◆ **Task description**
Reproduce each of the rows below word for word, leaving out the pictures.

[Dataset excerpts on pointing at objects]
»»
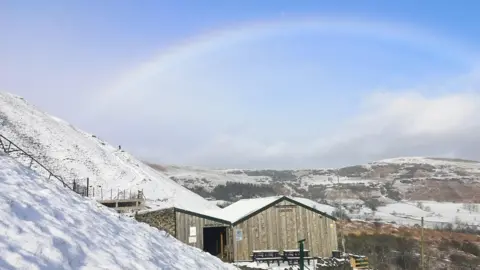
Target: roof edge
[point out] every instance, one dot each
(292, 200)
(205, 216)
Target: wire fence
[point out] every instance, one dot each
(80, 186)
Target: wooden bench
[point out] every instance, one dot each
(268, 256)
(293, 255)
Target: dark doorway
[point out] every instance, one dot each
(214, 240)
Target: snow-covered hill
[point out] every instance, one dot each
(402, 190)
(413, 178)
(75, 154)
(43, 226)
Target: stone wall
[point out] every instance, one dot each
(162, 219)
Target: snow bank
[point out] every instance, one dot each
(44, 226)
(75, 154)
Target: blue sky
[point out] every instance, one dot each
(253, 83)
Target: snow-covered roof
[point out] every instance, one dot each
(245, 207)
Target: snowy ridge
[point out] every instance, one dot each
(44, 227)
(75, 154)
««
◆ **Output of the exercise**
Target: roof edge
[point out] every instance, one dot each
(292, 200)
(205, 216)
Target: wire fence
[point out] every instance, one dot each
(80, 186)
Target: wooden bench
[point out] every instance, one dot each
(268, 256)
(293, 255)
Target: dark doorway
[point out] every instance, one dot each
(214, 240)
Target: snow-covered hill
[point out] every instance, one dot each
(402, 190)
(413, 178)
(75, 154)
(43, 226)
Target: stone wall
[point out] every instance, one dot each
(162, 219)
Target: snow bank
[point out] every instance, one dot each
(44, 226)
(75, 154)
Target: blue sky
[point out] every instance, one dot each
(253, 83)
Target: snow-covered roof
[point out] every instance, one dot each
(245, 207)
Target: snowy ridge
[point out] every instance, one dot each
(44, 227)
(75, 154)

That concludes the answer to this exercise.